Report each line below that contains the string "vest", copying the line in full. Matching is case-sensitive.

------

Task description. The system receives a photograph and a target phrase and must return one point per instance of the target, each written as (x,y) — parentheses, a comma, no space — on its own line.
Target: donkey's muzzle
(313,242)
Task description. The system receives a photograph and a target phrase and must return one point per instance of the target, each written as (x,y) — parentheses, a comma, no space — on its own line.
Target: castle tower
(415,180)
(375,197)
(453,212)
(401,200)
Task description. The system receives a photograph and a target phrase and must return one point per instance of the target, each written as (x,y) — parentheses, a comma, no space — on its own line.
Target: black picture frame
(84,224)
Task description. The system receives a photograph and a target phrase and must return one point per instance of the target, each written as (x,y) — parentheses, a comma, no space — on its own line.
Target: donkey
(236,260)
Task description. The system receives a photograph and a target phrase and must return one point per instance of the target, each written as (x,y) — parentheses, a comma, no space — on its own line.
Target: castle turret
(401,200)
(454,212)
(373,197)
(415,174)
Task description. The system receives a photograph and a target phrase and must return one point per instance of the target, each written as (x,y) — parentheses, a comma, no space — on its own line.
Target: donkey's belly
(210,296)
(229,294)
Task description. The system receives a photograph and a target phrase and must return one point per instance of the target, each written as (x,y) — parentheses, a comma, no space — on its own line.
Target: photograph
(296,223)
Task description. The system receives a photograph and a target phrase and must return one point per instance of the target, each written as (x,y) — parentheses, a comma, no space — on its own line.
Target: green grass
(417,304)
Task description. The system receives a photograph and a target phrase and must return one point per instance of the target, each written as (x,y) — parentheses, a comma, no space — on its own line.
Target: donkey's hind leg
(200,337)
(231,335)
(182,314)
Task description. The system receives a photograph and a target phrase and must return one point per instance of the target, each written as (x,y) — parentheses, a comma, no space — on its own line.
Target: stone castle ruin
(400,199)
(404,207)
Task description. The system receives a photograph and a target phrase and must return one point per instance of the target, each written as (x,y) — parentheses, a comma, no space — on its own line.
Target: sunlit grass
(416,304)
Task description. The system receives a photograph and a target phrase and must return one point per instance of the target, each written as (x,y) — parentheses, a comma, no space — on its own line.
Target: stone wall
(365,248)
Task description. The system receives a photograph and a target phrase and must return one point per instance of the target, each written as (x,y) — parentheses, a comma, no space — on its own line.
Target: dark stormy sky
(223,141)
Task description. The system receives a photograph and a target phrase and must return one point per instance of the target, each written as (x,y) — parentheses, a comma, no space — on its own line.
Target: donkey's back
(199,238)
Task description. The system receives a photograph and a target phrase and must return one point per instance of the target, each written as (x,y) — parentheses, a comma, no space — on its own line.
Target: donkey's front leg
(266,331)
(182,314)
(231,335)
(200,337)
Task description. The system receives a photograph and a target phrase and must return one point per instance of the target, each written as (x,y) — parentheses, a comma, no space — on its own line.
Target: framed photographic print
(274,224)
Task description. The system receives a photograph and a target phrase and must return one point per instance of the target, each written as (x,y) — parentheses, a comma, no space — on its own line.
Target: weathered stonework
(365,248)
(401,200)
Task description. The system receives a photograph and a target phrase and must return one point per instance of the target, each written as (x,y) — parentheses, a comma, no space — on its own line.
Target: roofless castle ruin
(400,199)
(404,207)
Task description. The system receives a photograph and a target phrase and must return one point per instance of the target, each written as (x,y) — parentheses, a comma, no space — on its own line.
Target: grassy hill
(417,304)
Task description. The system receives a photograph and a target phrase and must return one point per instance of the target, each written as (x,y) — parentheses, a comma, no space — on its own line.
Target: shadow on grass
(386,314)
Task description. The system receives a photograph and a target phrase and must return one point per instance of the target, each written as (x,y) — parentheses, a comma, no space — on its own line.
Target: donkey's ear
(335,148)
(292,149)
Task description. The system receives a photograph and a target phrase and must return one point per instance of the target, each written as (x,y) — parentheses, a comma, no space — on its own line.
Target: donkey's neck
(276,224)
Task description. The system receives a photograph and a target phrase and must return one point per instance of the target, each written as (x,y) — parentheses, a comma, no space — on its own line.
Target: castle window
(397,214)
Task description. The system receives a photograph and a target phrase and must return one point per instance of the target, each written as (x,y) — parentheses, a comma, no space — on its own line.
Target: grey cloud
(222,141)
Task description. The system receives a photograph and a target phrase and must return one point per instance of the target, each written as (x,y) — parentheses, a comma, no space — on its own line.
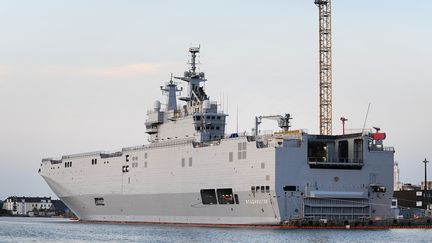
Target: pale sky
(79,76)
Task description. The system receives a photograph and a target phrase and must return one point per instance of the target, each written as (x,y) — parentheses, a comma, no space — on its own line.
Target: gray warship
(193,172)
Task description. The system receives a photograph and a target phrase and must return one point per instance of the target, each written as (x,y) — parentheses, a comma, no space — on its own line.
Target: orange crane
(325,66)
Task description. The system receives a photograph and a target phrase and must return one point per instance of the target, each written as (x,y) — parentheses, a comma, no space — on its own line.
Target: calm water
(63,230)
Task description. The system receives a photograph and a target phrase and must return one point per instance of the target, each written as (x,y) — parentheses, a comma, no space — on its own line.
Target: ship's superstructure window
(290,188)
(99,201)
(225,196)
(236,198)
(208,196)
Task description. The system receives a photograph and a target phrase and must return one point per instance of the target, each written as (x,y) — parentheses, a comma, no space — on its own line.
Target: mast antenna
(325,66)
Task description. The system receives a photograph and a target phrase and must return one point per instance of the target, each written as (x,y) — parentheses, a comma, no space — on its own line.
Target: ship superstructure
(191,171)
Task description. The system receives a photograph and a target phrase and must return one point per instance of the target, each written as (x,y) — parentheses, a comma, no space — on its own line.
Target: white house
(26,205)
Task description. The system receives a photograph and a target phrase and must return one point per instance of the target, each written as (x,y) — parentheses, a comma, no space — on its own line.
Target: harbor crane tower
(325,66)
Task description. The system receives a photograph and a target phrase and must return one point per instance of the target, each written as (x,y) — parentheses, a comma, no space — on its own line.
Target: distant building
(27,205)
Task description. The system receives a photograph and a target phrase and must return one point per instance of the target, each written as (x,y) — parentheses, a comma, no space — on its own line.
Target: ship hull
(182,208)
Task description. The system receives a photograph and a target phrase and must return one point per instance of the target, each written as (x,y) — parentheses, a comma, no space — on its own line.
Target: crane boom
(325,66)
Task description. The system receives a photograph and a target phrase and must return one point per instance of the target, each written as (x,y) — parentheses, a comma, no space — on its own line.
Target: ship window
(343,151)
(225,196)
(236,198)
(208,196)
(290,188)
(317,151)
(99,201)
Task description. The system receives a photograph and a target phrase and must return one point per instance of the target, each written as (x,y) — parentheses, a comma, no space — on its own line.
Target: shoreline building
(26,205)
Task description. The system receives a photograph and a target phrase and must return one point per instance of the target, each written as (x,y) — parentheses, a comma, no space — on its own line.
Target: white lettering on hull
(256,201)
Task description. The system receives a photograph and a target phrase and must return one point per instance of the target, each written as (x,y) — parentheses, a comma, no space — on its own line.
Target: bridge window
(99,201)
(225,196)
(290,188)
(208,196)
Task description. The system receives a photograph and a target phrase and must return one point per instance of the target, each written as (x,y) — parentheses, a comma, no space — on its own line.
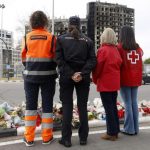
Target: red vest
(131,69)
(107,72)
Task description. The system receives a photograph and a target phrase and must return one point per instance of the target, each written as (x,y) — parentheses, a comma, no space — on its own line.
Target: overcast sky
(17,10)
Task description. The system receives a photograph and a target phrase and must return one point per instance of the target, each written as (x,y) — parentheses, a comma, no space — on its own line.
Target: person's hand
(77,77)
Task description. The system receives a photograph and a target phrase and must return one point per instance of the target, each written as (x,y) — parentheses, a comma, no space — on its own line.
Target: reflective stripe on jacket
(38,56)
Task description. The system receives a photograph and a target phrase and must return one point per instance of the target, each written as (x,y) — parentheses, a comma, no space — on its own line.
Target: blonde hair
(108,36)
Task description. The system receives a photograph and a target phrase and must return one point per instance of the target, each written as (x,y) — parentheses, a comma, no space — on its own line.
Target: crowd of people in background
(117,65)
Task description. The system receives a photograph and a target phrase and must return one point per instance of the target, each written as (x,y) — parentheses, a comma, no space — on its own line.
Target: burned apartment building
(101,15)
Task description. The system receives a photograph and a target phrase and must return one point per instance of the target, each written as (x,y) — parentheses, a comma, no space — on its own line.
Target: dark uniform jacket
(75,55)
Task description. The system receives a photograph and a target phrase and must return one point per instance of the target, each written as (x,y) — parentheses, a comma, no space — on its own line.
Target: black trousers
(66,96)
(47,93)
(109,100)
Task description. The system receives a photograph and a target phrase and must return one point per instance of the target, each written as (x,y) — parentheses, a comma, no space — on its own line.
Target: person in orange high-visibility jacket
(38,58)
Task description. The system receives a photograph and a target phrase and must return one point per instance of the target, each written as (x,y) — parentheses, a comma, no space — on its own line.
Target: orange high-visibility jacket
(38,56)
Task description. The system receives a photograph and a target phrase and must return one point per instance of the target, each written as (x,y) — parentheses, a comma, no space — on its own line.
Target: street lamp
(2,6)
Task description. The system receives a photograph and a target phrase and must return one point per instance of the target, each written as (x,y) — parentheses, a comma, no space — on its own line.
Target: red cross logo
(133,56)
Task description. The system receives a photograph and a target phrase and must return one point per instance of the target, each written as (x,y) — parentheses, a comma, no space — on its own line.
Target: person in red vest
(131,78)
(107,78)
(38,58)
(76,59)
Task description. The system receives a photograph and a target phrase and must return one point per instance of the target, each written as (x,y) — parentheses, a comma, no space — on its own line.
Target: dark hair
(127,38)
(74,31)
(38,19)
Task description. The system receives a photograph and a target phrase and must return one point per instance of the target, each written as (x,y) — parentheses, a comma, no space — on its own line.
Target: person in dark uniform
(76,59)
(38,58)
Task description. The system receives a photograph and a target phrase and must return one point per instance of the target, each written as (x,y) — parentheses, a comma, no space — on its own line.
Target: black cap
(74,20)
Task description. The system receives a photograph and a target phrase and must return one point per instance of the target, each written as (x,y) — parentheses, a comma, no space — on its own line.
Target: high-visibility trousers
(30,125)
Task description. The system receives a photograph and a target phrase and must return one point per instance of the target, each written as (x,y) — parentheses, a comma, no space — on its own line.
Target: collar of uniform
(41,29)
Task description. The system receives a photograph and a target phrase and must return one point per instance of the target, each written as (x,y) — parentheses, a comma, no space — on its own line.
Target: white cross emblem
(133,56)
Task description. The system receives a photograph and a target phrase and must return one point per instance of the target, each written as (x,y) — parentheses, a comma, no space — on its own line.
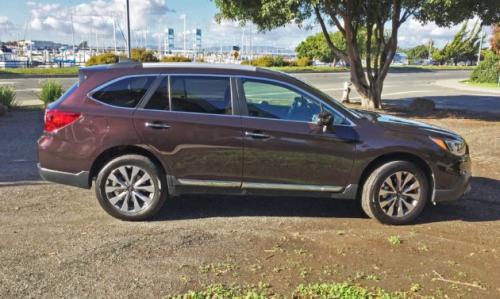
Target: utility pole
(114,34)
(430,49)
(184,33)
(480,46)
(129,50)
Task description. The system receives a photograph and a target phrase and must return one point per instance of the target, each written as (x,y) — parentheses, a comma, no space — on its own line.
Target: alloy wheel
(129,189)
(399,194)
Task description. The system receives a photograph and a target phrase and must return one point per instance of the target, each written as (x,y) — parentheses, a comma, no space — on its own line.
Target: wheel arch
(121,150)
(397,156)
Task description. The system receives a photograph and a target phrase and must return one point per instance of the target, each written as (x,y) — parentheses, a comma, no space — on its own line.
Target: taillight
(55,119)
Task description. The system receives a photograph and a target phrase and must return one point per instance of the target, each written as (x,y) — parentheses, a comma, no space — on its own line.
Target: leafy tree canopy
(381,19)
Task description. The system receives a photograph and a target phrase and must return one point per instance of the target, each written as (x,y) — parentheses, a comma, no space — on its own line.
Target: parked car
(142,133)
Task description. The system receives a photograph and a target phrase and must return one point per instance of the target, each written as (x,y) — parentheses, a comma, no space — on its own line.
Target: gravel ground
(56,241)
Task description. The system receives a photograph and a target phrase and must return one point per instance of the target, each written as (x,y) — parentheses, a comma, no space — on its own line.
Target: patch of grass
(415,287)
(340,290)
(423,248)
(255,268)
(344,290)
(394,240)
(219,291)
(304,272)
(19,72)
(51,91)
(217,268)
(477,84)
(7,96)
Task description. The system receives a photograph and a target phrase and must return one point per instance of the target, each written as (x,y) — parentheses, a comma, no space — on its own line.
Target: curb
(453,84)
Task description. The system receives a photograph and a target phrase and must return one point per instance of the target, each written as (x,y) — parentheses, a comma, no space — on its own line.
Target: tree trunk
(370,92)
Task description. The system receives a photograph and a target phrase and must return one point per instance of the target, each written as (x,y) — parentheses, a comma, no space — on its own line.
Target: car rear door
(190,122)
(284,148)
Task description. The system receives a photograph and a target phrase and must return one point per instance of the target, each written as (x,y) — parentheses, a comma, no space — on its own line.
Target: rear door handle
(256,135)
(157,125)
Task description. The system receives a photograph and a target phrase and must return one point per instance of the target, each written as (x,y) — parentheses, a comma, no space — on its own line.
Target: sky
(92,20)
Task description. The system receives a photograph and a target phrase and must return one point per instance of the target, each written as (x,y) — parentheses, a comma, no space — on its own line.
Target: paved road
(399,86)
(403,86)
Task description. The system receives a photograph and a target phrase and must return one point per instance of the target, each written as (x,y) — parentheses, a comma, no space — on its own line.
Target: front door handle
(156,125)
(256,135)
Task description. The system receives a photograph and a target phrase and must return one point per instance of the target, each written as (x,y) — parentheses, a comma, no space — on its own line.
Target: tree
(316,47)
(495,39)
(381,19)
(463,47)
(419,52)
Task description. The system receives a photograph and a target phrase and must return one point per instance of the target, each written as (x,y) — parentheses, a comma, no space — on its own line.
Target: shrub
(105,58)
(263,61)
(269,61)
(488,70)
(143,55)
(303,61)
(7,96)
(51,91)
(176,59)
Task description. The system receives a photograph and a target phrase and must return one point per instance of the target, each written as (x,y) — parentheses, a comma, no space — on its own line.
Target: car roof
(171,65)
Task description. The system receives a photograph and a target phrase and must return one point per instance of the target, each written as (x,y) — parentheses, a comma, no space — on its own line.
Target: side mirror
(324,119)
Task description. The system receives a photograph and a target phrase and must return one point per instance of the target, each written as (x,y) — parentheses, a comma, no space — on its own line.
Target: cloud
(230,33)
(96,16)
(413,33)
(5,24)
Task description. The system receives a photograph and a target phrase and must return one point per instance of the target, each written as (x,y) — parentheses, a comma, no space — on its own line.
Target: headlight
(454,146)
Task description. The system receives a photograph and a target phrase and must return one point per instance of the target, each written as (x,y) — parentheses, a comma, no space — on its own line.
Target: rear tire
(131,187)
(395,193)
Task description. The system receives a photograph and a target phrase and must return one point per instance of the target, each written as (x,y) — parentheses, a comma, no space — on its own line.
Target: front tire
(131,187)
(395,193)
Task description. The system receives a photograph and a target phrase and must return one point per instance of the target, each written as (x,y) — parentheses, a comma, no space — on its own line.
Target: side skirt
(182,186)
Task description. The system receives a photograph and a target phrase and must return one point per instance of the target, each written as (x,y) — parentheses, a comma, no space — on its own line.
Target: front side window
(126,92)
(201,94)
(270,100)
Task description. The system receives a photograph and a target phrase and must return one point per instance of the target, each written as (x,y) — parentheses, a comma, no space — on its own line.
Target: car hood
(406,125)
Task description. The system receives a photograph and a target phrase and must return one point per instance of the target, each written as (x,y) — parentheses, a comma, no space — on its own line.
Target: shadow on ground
(481,204)
(485,108)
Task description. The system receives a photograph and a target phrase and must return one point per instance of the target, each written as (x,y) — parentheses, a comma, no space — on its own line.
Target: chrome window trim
(299,90)
(257,185)
(107,83)
(169,76)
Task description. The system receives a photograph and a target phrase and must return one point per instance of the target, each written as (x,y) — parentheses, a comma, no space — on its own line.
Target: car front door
(284,148)
(191,124)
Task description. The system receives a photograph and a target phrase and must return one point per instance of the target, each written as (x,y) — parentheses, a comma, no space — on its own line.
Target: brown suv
(146,132)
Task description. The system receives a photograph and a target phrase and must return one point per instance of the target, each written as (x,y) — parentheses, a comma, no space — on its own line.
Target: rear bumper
(80,179)
(460,188)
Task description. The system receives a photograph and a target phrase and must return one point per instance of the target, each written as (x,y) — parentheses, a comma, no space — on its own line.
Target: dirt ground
(56,241)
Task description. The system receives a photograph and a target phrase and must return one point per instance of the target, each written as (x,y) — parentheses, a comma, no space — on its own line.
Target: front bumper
(80,179)
(461,187)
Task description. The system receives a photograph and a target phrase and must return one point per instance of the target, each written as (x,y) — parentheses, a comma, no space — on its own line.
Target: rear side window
(201,94)
(159,99)
(126,92)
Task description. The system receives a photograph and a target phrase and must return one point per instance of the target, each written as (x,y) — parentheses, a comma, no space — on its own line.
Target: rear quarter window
(125,92)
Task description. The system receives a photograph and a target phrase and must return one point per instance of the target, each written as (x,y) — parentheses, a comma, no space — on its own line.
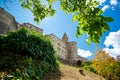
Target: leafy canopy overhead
(85,12)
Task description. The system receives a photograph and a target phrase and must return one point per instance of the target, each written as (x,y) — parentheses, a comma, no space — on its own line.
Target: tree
(85,12)
(106,66)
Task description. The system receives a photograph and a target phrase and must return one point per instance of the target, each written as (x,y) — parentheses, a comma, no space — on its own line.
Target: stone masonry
(64,49)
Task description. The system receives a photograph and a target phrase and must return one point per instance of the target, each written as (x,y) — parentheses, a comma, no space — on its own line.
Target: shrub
(88,66)
(26,54)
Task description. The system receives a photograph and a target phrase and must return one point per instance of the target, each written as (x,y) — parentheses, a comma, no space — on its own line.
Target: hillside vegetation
(71,73)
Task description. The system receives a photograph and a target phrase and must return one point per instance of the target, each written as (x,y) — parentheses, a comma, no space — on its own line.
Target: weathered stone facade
(64,49)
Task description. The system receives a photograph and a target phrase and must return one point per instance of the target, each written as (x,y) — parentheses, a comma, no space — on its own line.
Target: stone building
(7,22)
(64,49)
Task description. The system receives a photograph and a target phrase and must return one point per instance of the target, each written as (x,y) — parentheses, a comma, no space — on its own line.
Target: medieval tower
(71,48)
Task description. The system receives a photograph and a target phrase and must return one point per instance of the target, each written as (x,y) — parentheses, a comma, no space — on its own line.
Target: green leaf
(108,19)
(74,18)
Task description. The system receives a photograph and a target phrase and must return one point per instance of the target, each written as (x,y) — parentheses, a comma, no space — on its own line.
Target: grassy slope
(71,73)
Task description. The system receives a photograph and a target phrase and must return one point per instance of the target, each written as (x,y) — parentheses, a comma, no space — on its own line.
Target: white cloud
(113,2)
(105,7)
(100,1)
(113,39)
(84,53)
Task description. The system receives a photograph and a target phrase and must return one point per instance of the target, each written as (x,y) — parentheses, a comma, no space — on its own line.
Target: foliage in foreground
(106,66)
(86,12)
(88,66)
(26,55)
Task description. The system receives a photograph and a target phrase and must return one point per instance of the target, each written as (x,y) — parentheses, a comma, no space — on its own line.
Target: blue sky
(60,23)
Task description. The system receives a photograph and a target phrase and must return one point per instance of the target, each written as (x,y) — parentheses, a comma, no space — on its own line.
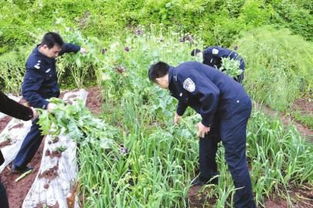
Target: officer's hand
(51,107)
(83,50)
(202,130)
(177,118)
(35,114)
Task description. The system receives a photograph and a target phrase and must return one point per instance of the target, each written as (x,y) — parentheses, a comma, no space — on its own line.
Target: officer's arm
(12,108)
(69,47)
(208,58)
(30,88)
(181,108)
(208,95)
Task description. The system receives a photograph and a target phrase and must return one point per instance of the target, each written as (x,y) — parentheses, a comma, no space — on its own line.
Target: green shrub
(279,66)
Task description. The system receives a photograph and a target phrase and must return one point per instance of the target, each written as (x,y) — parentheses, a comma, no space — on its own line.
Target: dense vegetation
(123,38)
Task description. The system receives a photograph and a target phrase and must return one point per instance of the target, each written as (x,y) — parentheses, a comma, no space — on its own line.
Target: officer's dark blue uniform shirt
(40,81)
(207,90)
(212,56)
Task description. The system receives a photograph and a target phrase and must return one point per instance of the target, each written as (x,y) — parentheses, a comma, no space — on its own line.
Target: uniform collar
(37,52)
(172,78)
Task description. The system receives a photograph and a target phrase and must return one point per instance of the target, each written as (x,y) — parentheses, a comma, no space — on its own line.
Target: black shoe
(19,170)
(199,181)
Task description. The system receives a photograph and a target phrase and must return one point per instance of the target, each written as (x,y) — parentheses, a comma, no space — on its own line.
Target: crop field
(127,150)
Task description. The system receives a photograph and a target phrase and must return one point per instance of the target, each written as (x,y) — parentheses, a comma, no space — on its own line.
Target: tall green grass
(162,158)
(279,66)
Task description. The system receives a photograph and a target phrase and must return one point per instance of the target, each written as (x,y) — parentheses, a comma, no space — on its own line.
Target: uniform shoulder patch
(215,51)
(189,85)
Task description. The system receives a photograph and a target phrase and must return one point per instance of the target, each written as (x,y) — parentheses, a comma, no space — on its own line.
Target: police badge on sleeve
(189,85)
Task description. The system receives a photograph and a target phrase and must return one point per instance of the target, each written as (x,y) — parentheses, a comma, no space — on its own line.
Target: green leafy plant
(231,67)
(77,122)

------

### Response below
Target: red vest
Target: person in red vest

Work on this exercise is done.